### ЗАДАНИЯ ДЛЯ ВЫПОЛНЕНИЯ:
(a) Можете дословно переписать часть рассуждения о Джойсе и гротеске? Начните с места, где стоят слова «Джойс, можно сказать, тоже», и остановитесь после слов «совпадает с символизмом.».
(b) Что могло бы идти дальше в рассуждении о Джойсе, гротеске и символизме? Допишите следующую часть, начиная сразу после последнего приведенного предложения.

### ПРЕДЛОЖЕННЫЙ ФРАГМЕНТ:
+++

Джойс, можно сказать, тоже принял гротеск как форму прерывистого, или синкопированного, обращения с содержанием, что создавало условия для инклюзивного, или одновременного, восприятия всего множества фактов, входящих в поле восприятия. Но ведь такое паратаксическое расположение компонентов как способ передачи идеи посредством тщательно выработанных соотношений, однако без отчетливо выраженной точки зрения или линейной последовательности по определению совпадает с символизмом.

+++

### ИСХОДНЫЕ ДАННЫЕ:
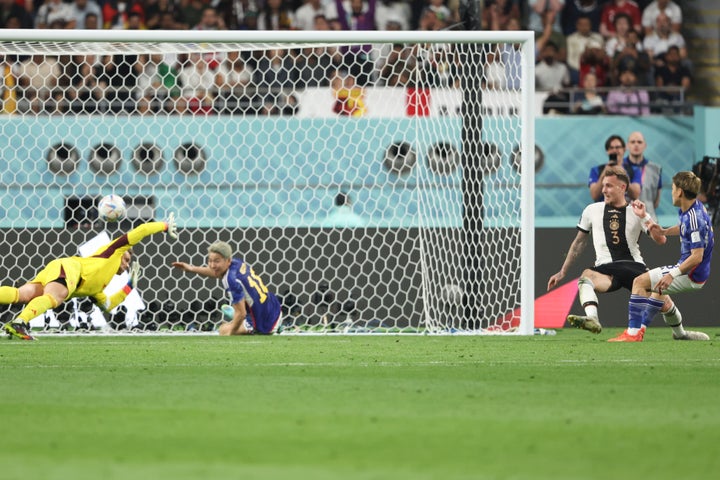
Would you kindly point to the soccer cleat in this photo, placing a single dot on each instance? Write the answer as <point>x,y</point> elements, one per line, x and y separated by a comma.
<point>586,323</point>
<point>18,330</point>
<point>626,337</point>
<point>690,335</point>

+++

### РЕЗУЛЬТАТЫ ВЫПОЛНЕНИЯ:
(a)
Джойс, можно сказать, тоже принял гротеск как форму прерывистого, или синкопированного, обращения с содержанием, что создавало условия для инклюзивного, или одновременного, восприятия всего множества фактов, входящих в поле восприятия. Но ведь такое паратаксическое расположение компонентов как способ передачи идеи посредством тщательно выработанных соотношений, однако без отчетливо выраженной точки зрения или линейной последовательности по определению совпадает с символизмом.

(b)
Таким образом, нет ничего более чуждого Джойсу, чем реалистическое изображение, хотя, разумеется, мы найдем у него и реализм, и Гутенбергову технологию, но лишь как часть символизма. Например, в седьмом эпизоде «Улисса» («Эол») газетная технология становится поводом для того, чтобы ввести в текст все девятьсот и даже больше риторических фигур, указанных Квинтилианом в «Наставлении оратору». Фигуры классической риторики суть архетипы, или диспозиции, индивидуального сознания. Используя формы современной прессы, Джойс переводит их в архетипы, или диспозиции, сознания коллективного. Он размыкает замкнутую систему классической риторики и одновременно вторгается в замкнутую систему газетного сомнамбулизма. Символизм — это разновидность интеллектуального джаза, реализация стремления Рёскина к гротеску, которая, пожалуй, в немалой степени шокировала бы его самого. Но это был единственный способ пробуждения от «ньютоновского сна и индивидуального видения».